▼▼▼

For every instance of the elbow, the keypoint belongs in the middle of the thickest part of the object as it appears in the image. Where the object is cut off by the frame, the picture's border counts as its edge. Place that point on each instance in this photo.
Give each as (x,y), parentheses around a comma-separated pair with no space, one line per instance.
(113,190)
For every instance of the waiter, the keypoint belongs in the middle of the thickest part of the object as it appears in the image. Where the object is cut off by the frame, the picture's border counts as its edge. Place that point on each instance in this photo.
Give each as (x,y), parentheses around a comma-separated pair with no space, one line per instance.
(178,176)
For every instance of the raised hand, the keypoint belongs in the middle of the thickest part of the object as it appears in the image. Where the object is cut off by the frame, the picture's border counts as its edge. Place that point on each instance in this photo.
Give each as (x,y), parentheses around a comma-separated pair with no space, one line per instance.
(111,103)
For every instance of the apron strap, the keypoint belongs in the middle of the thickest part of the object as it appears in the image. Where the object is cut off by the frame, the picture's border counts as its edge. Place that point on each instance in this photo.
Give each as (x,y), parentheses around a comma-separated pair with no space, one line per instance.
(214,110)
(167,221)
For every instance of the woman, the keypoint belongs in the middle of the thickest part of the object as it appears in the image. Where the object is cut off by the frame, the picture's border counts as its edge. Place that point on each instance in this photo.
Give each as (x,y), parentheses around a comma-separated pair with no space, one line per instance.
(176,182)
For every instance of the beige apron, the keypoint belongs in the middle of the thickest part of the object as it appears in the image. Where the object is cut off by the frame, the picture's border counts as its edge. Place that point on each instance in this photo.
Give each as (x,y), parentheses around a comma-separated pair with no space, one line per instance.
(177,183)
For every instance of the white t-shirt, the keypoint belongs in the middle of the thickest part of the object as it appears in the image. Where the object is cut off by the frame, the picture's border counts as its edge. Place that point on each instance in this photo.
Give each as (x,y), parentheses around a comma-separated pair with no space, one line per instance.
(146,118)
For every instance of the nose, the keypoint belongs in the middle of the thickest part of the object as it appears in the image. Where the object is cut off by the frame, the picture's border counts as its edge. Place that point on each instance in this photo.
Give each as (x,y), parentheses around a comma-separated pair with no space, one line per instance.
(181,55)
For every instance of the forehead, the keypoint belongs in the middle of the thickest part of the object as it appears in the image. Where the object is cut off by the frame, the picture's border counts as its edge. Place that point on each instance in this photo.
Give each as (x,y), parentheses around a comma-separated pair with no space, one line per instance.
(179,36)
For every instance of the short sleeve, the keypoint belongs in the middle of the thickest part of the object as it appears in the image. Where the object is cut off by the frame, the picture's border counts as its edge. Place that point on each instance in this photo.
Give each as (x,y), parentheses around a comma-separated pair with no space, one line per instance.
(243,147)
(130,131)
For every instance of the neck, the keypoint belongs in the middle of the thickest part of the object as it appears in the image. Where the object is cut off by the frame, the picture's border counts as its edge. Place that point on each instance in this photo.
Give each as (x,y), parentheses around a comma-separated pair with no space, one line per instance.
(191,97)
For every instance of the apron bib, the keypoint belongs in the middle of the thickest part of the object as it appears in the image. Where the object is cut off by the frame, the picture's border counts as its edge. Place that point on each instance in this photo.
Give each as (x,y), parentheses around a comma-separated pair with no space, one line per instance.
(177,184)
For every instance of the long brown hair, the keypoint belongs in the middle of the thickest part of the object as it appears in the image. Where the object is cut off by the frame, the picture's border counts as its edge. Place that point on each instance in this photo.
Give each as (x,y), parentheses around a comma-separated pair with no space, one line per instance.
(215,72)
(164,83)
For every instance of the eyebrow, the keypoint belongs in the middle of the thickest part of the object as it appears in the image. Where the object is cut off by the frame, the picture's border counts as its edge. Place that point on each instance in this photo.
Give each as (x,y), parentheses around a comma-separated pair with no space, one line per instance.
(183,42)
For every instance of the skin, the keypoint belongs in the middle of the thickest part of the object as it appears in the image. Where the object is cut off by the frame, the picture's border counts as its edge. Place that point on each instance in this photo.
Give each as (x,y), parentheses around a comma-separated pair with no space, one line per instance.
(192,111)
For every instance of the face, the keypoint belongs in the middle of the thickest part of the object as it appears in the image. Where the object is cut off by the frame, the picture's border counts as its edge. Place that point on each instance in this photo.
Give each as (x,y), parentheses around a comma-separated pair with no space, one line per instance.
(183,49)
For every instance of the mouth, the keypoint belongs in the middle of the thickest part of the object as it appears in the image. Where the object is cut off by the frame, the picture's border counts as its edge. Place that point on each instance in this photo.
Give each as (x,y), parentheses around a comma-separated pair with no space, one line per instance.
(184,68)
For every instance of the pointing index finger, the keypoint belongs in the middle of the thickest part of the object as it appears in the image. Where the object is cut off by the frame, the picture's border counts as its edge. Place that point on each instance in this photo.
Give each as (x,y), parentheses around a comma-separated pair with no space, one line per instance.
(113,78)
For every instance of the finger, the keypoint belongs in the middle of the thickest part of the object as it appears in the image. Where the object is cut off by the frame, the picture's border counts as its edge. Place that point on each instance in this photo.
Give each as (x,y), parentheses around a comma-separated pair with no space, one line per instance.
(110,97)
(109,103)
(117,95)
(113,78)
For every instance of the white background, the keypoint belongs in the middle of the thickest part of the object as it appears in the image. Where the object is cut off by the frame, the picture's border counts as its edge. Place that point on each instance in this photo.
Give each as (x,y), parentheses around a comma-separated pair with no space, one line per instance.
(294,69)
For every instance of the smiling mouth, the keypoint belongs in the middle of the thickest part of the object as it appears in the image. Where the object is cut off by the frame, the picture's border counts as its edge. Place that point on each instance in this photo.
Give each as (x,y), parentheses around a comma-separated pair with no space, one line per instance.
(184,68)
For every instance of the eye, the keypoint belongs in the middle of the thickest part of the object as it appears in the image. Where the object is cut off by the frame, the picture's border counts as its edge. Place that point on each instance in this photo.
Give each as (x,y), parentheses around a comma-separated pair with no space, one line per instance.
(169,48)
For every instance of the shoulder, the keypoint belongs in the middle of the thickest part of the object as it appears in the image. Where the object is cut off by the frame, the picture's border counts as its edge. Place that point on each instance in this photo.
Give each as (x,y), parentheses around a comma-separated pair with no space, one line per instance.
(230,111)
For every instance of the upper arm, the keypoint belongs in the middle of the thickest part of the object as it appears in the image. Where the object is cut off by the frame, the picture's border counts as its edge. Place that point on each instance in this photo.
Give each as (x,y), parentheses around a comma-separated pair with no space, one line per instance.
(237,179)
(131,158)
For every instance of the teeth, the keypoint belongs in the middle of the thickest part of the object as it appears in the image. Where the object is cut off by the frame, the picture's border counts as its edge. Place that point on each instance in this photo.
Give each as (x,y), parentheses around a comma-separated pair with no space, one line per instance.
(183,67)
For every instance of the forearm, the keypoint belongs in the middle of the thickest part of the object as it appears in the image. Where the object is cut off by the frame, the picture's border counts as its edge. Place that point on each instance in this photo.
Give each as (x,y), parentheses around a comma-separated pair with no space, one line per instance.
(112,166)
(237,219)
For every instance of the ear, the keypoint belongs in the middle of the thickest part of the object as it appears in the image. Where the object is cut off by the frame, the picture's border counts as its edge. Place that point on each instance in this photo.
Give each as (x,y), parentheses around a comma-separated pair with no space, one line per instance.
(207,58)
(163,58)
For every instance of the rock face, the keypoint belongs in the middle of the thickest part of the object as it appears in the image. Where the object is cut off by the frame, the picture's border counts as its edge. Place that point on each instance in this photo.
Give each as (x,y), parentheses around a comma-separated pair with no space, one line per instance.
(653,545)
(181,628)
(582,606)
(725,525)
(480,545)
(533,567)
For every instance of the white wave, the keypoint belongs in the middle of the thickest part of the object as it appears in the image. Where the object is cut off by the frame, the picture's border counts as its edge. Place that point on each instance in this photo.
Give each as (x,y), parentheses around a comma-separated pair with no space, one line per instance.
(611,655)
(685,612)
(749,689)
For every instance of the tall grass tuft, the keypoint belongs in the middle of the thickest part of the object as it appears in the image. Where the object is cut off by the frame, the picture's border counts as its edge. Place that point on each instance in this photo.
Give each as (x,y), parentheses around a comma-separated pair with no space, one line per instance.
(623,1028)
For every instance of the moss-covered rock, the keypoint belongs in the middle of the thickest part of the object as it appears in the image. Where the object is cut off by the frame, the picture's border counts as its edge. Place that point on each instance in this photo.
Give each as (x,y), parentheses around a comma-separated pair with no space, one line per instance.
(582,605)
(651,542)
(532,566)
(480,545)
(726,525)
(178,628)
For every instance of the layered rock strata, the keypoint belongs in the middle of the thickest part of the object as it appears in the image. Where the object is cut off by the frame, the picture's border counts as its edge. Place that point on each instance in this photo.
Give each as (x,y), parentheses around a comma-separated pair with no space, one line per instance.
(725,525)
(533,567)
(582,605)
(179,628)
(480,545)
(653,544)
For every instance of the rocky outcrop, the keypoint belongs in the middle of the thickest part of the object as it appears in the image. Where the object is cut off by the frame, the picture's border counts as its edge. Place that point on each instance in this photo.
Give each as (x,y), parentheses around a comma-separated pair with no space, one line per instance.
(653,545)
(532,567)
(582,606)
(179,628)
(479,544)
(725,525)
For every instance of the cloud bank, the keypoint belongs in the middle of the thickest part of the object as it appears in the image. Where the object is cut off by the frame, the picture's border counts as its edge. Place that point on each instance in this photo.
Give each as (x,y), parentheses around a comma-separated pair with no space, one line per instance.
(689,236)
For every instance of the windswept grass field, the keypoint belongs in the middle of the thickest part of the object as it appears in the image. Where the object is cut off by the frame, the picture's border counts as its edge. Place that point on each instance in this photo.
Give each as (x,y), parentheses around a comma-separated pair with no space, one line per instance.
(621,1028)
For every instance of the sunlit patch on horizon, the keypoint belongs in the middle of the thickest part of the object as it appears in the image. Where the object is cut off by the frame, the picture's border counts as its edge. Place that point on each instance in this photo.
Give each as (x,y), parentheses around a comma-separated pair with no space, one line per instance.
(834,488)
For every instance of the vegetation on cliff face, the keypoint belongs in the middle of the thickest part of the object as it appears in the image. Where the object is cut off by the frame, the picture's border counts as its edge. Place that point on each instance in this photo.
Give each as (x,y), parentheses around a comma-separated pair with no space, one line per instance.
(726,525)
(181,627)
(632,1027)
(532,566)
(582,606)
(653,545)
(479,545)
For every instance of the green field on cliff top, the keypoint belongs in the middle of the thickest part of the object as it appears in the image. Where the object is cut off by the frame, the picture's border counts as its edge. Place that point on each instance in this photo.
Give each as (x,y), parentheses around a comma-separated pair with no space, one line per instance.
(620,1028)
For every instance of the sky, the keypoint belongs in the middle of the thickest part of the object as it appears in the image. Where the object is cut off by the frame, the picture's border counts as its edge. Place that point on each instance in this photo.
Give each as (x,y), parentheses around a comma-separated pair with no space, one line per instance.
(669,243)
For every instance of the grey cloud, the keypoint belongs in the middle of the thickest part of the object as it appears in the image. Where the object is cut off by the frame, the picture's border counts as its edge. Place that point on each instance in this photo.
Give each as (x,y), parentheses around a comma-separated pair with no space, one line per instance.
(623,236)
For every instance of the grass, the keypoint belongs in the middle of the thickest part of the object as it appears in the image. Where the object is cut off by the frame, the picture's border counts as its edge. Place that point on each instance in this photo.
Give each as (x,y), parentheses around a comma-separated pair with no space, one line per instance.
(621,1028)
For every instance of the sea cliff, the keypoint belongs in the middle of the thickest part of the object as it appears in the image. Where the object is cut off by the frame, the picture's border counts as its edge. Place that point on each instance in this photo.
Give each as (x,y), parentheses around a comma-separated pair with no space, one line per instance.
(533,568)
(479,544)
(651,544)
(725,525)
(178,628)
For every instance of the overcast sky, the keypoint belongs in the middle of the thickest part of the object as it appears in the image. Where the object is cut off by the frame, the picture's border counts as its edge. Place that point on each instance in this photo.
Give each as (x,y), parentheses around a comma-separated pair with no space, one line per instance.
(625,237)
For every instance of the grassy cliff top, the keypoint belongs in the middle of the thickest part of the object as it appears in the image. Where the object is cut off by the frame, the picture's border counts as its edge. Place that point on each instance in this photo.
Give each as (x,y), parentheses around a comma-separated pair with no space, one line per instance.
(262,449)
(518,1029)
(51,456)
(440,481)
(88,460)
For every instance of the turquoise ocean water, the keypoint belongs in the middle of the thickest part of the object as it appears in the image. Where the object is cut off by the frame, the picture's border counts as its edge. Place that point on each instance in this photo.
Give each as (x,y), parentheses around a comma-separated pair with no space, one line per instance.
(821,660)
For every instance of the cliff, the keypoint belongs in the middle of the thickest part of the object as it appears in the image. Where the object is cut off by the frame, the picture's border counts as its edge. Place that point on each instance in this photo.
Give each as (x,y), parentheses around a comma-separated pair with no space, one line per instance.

▲▲▲

# Exercise prompt:
All lines from the listing above that include "cliff" should be shown.

# Exercise solution:
For every instance of the vegetation on cliff face, the keypoint belongs in the middle of the thickest part of the object as it appears in the image. Where the object is cut off by the frame, the picture's border counts as its edge. Place that point on each instance in this photo.
For every instance of the green field on cliff top, the keypoint belongs in the middle of the thickest part of the object as it appears in the image. Where the object is cut off by the frame, the picture's border counts as its edge. Place that point on each instance in this photo.
For every instance of the sea cliff, the keypoint belongs in the middle of the thickest part of the object as it appears in the image. Where the object is cut off by the frame, the picture's border counts as its edge. Place that point on each instance in this photo.
For every instance of the grassy cliff top, the keypoint belongs in the middle of the thickest part of the object as it appears in the image. Where the object is cut off by the frame, the picture's border counts as its edge. Place that point on each instance in this photo.
For every instance of the cliff, the keypoint belongs in the middle of the thickest part of the object as it appears in the image. Where the object is cut off by the frame, the picture's border counts as its edge. Place that point on each instance in this photo.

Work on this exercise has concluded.